Plant Environmental Microbiological Assessment

In order to produce a microbiologically safe product, the possibility of inadvertently introducing microbes into the finished product needs to be made as low as possible. At the same time, this rather obvious step should be done in such a way as to interfere as little as possible with both the speed of the production operation and its profit-making potential. Fine-tuning microbial exposure to finished product requires knowledge of the microbial load within the manufacturing plant. This includes all facets of a manufacturing plant's operation.

As is also evident, the microbial load what exists within a plant must contribute to any HACCP plan that is developed for every product produced within that facility. Indeed, how may one even begin a hazard analysis without knowing what hazards are out there? Any extraordinary facets of the microbial load of a plant may (or may not) need to be addressed by establishing Critical Control Points. The first step therefore is a careful assessment of microbial load in such things as the incoming water as well as the outgoing drains. The microbial load that enters the plant along with the packaging materials must be assessed as well. For example, ordinary cardboard is sometimes quite laden with microbes. The load on environmental surfaces should be known as should the microbial load found on the plant machinery itself. Of course, all of these potential sources of microbial contamination contribute microbial load to and receive it from the plant air itself. This is why the measurement of microbial load in a food manufacturing environment very often turns on the microbial content of the very air itself. Of course, measurement before and after sanitation provides documented efficacy of whatever sanitation process is being used (or signals that more attention must be paid to sanitation). In addition, finding product contaminated by one or more microbes not in the plant's environment would suggest that the HACCP plan did not evaluate all possible hazards. Some understanding of the environmental microbial load must be exist before any such differential diagnosis may be attempted.

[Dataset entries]
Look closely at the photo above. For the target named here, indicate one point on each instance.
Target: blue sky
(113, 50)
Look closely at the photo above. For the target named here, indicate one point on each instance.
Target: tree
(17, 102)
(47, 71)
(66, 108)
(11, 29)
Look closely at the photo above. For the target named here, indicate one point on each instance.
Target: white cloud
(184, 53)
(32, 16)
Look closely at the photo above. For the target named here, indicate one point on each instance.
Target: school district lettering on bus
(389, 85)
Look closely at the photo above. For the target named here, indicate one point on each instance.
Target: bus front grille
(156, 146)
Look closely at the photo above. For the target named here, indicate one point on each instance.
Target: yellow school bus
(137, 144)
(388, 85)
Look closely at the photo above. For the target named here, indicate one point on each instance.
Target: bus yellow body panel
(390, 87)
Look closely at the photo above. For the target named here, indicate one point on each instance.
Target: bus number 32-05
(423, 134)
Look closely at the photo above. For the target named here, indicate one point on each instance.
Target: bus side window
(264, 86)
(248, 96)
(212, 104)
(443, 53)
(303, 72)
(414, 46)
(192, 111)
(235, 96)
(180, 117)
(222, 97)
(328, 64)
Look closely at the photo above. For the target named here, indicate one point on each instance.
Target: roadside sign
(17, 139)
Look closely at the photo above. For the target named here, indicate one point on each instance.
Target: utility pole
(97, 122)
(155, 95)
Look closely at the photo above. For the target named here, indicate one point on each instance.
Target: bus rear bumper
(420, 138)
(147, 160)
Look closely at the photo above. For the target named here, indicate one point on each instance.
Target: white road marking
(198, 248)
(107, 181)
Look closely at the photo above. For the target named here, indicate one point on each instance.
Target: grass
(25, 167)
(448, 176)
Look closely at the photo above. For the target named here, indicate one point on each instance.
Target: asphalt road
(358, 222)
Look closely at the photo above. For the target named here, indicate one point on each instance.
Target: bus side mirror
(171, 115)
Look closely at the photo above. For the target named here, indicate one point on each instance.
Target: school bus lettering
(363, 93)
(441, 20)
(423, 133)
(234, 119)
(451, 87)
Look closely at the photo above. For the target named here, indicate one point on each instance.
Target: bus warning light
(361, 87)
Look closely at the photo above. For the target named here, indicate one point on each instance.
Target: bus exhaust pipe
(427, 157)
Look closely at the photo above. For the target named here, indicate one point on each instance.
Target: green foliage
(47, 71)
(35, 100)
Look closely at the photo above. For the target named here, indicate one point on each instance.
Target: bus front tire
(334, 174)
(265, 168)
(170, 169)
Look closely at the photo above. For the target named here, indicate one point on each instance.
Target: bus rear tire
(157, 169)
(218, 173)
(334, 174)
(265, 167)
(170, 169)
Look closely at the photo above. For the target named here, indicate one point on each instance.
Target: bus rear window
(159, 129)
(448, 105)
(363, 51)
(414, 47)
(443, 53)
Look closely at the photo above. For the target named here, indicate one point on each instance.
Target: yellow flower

EXERCISE DESCRIPTION
In the text on plant microbial assessment, what does measuring microbial load before and after sanitation provide?

OUTPUT BELOW
It provides documented efficacy of the sanitation process being used, or signals that more attention must be paid to sanitation.